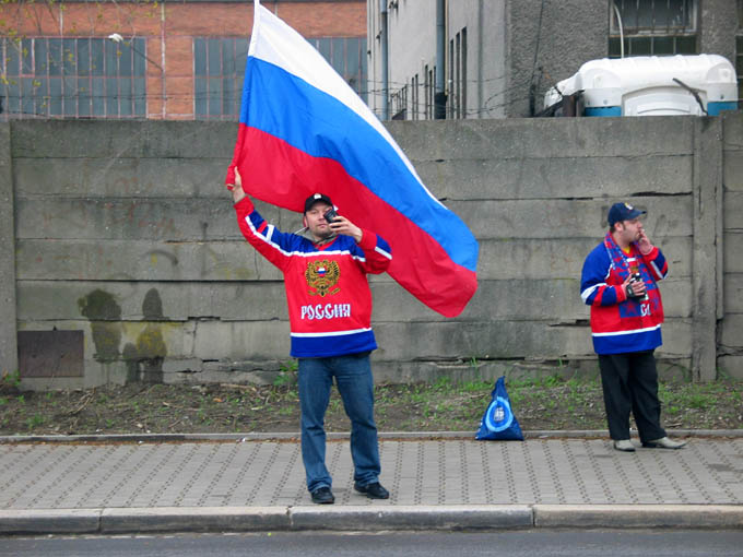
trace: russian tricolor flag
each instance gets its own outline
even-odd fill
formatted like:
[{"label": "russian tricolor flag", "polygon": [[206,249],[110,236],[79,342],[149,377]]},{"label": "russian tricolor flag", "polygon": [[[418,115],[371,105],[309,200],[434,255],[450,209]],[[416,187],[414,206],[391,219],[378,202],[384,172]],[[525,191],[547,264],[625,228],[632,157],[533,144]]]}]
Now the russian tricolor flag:
[{"label": "russian tricolor flag", "polygon": [[461,313],[477,242],[423,185],[377,117],[297,32],[255,2],[233,163],[255,198],[302,212],[322,192],[392,247],[389,274],[429,308]]}]

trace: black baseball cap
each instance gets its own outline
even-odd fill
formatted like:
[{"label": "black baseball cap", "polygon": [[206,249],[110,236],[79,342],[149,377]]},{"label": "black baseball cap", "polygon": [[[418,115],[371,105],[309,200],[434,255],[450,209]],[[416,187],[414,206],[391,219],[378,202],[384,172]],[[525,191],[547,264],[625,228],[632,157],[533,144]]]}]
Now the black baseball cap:
[{"label": "black baseball cap", "polygon": [[614,226],[622,221],[632,221],[646,214],[648,214],[647,211],[635,209],[629,203],[614,203],[609,210],[609,226]]},{"label": "black baseball cap", "polygon": [[312,205],[315,203],[319,203],[320,201],[322,201],[323,203],[328,203],[330,206],[333,206],[333,202],[330,201],[330,198],[325,193],[312,193],[310,197],[307,198],[307,201],[305,201],[305,213],[312,209]]}]

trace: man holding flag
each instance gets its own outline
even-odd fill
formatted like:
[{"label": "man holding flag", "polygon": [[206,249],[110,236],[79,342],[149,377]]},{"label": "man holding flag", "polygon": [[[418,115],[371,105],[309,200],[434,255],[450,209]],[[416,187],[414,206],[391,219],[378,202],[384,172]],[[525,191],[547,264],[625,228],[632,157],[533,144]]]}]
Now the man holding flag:
[{"label": "man holding flag", "polygon": [[[243,234],[284,273],[312,500],[334,501],[323,429],[333,377],[352,422],[355,488],[386,499],[389,494],[378,481],[368,358],[377,345],[366,275],[387,271],[423,304],[455,317],[477,288],[477,242],[426,189],[343,78],[259,0],[253,4],[238,134],[225,183],[233,189]],[[268,225],[246,193],[302,212],[311,239]],[[326,216],[333,203],[343,216]]]},{"label": "man holding flag", "polygon": [[332,478],[325,464],[325,413],[333,378],[351,418],[354,488],[387,499],[379,483],[379,448],[374,422],[374,379],[369,352],[371,292],[367,273],[382,273],[392,260],[389,245],[335,215],[330,198],[307,198],[303,223],[311,239],[268,225],[243,190],[235,173],[233,200],[246,239],[284,273],[292,329],[292,356],[299,360],[302,460],[312,501],[332,503]]}]

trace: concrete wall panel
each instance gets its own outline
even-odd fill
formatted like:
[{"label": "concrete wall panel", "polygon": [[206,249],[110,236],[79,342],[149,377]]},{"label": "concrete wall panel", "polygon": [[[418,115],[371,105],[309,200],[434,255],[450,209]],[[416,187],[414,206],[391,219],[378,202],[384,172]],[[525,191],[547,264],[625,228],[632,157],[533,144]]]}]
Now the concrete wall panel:
[{"label": "concrete wall panel", "polygon": [[693,125],[691,118],[667,117],[386,122],[413,164],[604,156],[630,165],[693,154]]},{"label": "concrete wall panel", "polygon": [[228,198],[231,159],[98,157],[15,158],[19,198]]},{"label": "concrete wall panel", "polygon": [[[535,221],[534,221],[535,222]],[[586,256],[602,240],[597,227],[591,239],[490,239],[480,241],[480,278],[580,278]],[[691,276],[691,237],[654,239],[673,277]]]},{"label": "concrete wall panel", "polygon": [[[617,200],[648,210],[646,228],[670,263],[661,283],[665,343],[658,351],[668,369],[694,360],[693,272],[697,285],[706,284],[706,272],[719,274],[694,266],[700,261],[695,218],[723,223],[718,359],[736,365],[743,351],[743,188],[736,186],[743,116],[726,115],[719,128],[715,122],[391,122],[432,193],[479,238],[480,284],[452,320],[389,275],[370,277],[378,379],[443,370],[470,377],[477,371],[464,365],[472,357],[486,363],[480,371],[487,374],[514,363],[534,374],[553,372],[555,362],[594,367],[580,271]],[[281,273],[241,238],[222,183],[236,128],[158,123],[12,125],[17,327],[82,330],[79,386],[142,380],[155,364],[166,382],[270,381],[290,359],[286,301]],[[709,217],[710,203],[700,211],[694,201],[710,185],[724,193],[721,218]],[[300,227],[296,213],[258,206],[284,230]],[[705,246],[715,249],[705,230]]]},{"label": "concrete wall panel", "polygon": [[[417,161],[426,187],[449,200],[622,198],[689,193],[691,156],[649,155],[637,164],[605,156]],[[652,166],[657,171],[648,173]]]}]

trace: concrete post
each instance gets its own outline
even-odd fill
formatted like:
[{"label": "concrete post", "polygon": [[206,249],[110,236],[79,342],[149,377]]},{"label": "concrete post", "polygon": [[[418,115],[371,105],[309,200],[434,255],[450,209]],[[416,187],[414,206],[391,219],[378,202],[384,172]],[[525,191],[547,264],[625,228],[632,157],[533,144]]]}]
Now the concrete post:
[{"label": "concrete post", "polygon": [[15,322],[15,221],[10,122],[0,123],[0,376],[19,367]]},{"label": "concrete post", "polygon": [[717,378],[718,293],[722,289],[722,121],[694,125],[692,379]]}]

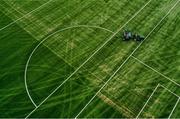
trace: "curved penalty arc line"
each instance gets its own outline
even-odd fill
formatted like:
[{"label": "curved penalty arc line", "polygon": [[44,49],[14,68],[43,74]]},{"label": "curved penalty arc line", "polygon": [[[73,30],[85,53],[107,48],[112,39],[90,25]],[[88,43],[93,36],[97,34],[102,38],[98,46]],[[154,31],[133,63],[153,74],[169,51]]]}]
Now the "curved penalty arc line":
[{"label": "curved penalty arc line", "polygon": [[27,70],[28,70],[28,66],[29,66],[29,62],[34,54],[34,52],[39,48],[39,46],[45,42],[49,37],[55,35],[56,33],[59,33],[61,31],[65,31],[65,30],[68,30],[68,29],[72,29],[72,28],[97,28],[97,29],[102,29],[102,30],[105,30],[105,31],[108,31],[110,33],[114,33],[113,31],[109,30],[109,29],[106,29],[106,28],[103,28],[103,27],[100,27],[100,26],[89,26],[89,25],[76,25],[76,26],[69,26],[69,27],[66,27],[66,28],[63,28],[63,29],[60,29],[60,30],[57,30],[56,32],[53,32],[52,34],[50,34],[49,36],[47,36],[46,38],[44,38],[41,42],[39,42],[39,44],[32,50],[31,54],[29,55],[29,58],[26,62],[26,65],[25,65],[25,70],[24,70],[24,84],[25,84],[25,89],[26,89],[26,92],[27,92],[27,95],[30,99],[30,101],[32,102],[32,104],[37,107],[37,104],[34,102],[30,92],[29,92],[29,89],[28,89],[28,86],[27,86]]}]

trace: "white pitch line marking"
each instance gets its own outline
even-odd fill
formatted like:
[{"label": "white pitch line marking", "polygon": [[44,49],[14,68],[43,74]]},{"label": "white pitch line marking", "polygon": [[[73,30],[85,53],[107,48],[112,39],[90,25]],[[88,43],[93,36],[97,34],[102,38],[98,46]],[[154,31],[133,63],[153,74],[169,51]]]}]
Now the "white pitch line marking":
[{"label": "white pitch line marking", "polygon": [[135,50],[127,57],[127,59],[120,65],[120,67],[111,75],[111,77],[106,81],[106,83],[96,92],[96,94],[89,100],[89,102],[84,106],[84,108],[77,114],[75,118],[77,118],[84,109],[92,102],[92,100],[97,96],[97,94],[107,85],[107,83],[116,75],[116,73],[122,68],[122,66],[130,59],[130,57],[136,52],[136,50],[144,43],[144,41],[151,35],[151,33],[161,24],[161,22],[169,15],[169,13],[174,9],[174,7],[179,3],[178,0],[171,9],[167,12],[167,14],[156,24],[156,26],[149,32],[149,34],[145,37],[145,39],[135,48]]},{"label": "white pitch line marking", "polygon": [[34,100],[32,99],[30,93],[29,93],[29,89],[28,89],[28,86],[27,86],[27,70],[28,70],[28,66],[29,66],[29,62],[33,56],[33,54],[35,53],[35,51],[39,48],[39,46],[45,42],[49,37],[53,36],[54,34],[58,33],[58,32],[61,32],[61,31],[65,31],[65,30],[68,30],[68,29],[72,29],[72,28],[79,28],[79,27],[85,27],[85,28],[97,28],[97,29],[102,29],[102,30],[105,30],[105,31],[108,31],[110,33],[114,33],[113,31],[109,30],[109,29],[106,29],[106,28],[103,28],[103,27],[99,27],[99,26],[89,26],[89,25],[77,25],[77,26],[70,26],[70,27],[66,27],[64,29],[60,29],[52,34],[50,34],[49,36],[47,36],[46,38],[44,38],[34,49],[33,51],[31,52],[31,54],[29,55],[29,58],[26,62],[26,66],[25,66],[25,70],[24,70],[24,85],[25,85],[25,89],[26,89],[26,92],[27,92],[27,95],[30,99],[30,101],[33,103],[33,105],[35,107],[38,107],[37,104],[34,102]]},{"label": "white pitch line marking", "polygon": [[16,23],[17,21],[21,20],[22,18],[28,16],[29,14],[31,14],[31,13],[33,13],[33,12],[39,10],[40,8],[42,8],[43,6],[45,6],[46,4],[48,4],[48,3],[51,2],[51,1],[52,1],[52,0],[49,0],[48,2],[46,2],[46,3],[42,4],[42,5],[40,5],[40,6],[37,7],[36,9],[34,9],[34,10],[30,11],[29,13],[25,14],[24,16],[22,16],[22,17],[16,19],[15,21],[11,22],[10,24],[8,24],[8,25],[6,25],[6,26],[0,28],[0,31],[4,30],[5,28],[7,28],[7,27],[9,27],[9,26],[11,26],[11,25],[13,25],[14,23]]},{"label": "white pitch line marking", "polygon": [[172,116],[172,114],[173,114],[174,110],[176,109],[176,107],[177,107],[177,105],[178,105],[178,103],[179,103],[179,100],[180,100],[180,98],[178,98],[178,100],[177,100],[177,102],[176,102],[175,106],[173,107],[173,109],[172,109],[172,111],[171,111],[171,113],[170,113],[170,115],[169,115],[168,119],[170,119],[170,118],[171,118],[171,116]]},{"label": "white pitch line marking", "polygon": [[159,75],[163,76],[164,78],[168,79],[169,81],[173,82],[174,84],[176,84],[177,86],[180,86],[180,84],[178,84],[177,82],[175,82],[174,80],[172,80],[171,78],[165,76],[164,74],[160,73],[159,71],[155,70],[154,68],[150,67],[149,65],[147,65],[146,63],[142,62],[141,60],[139,60],[138,58],[131,56],[132,58],[134,58],[135,60],[137,60],[139,63],[143,64],[144,66],[148,67],[149,69],[153,70],[154,72],[158,73]]},{"label": "white pitch line marking", "polygon": [[175,94],[174,92],[172,92],[171,90],[169,90],[169,89],[168,89],[168,88],[166,88],[165,86],[163,86],[163,85],[161,85],[161,84],[159,84],[159,86],[163,87],[164,89],[166,89],[168,92],[170,92],[170,93],[171,93],[171,94],[173,94],[174,96],[176,96],[176,97],[180,98],[180,96],[179,96],[179,95]]},{"label": "white pitch line marking", "polygon": [[[37,108],[39,108],[51,95],[53,95],[64,83],[66,83],[84,64],[86,64],[99,50],[101,50],[122,28],[124,28],[134,17],[136,17],[152,0],[149,0],[140,10],[138,10],[122,27],[120,27],[106,42],[104,42],[84,63],[82,63],[66,80],[62,82],[51,94],[49,94],[26,118],[28,118]],[[36,48],[37,49],[37,48]],[[27,62],[29,63],[29,61]],[[27,70],[27,67],[25,68]],[[25,83],[27,85],[27,83]]]},{"label": "white pitch line marking", "polygon": [[146,101],[146,103],[144,104],[144,106],[142,107],[142,109],[140,110],[139,114],[136,116],[136,119],[138,119],[138,117],[140,116],[141,112],[144,110],[144,108],[146,107],[146,105],[148,104],[149,100],[151,99],[151,97],[154,95],[154,93],[156,92],[157,88],[159,87],[159,84],[156,86],[156,88],[153,90],[153,92],[151,93],[151,95],[149,96],[148,100]]}]

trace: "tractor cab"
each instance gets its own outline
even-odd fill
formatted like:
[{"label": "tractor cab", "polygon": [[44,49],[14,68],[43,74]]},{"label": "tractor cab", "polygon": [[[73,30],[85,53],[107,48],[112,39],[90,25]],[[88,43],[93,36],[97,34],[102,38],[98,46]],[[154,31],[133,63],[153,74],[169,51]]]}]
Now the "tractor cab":
[{"label": "tractor cab", "polygon": [[143,41],[144,40],[144,36],[141,36],[139,34],[135,34],[134,35],[134,40],[135,41]]},{"label": "tractor cab", "polygon": [[132,38],[133,38],[133,34],[130,31],[125,30],[123,32],[123,40],[124,41],[131,40]]},{"label": "tractor cab", "polygon": [[144,36],[139,35],[137,33],[133,34],[131,31],[125,30],[123,32],[123,41],[129,41],[129,40],[143,41]]}]

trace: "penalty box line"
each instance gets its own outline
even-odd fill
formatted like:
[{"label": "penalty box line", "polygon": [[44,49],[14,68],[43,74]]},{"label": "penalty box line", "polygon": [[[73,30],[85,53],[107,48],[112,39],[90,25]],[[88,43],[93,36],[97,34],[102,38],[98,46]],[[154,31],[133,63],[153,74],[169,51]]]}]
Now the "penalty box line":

--- --- ---

* [INSTRUCTIONS FOR THE TASK]: Change "even-odd" to "nonzero" in everything from the line containing "trace: concrete wall panel" down to the line containing "Now the concrete wall", and give those lines of data back with nothing else altered.

* [REPLY TO THE EXERCISE]:
trace: concrete wall panel
each instance gets its own outline
nonzero fill
formatted like:
[{"label": "concrete wall panel", "polygon": [[206,249],[110,236],[79,342],[149,377]]},{"label": "concrete wall panel", "polygon": [[[418,115],[371,105],[309,200],[434,255],[450,209]],[[416,187],[414,206],[391,219],[378,202],[384,172]],[[525,191],[547,264],[625,228],[632,157],[533,144]]]}]
Now the concrete wall panel:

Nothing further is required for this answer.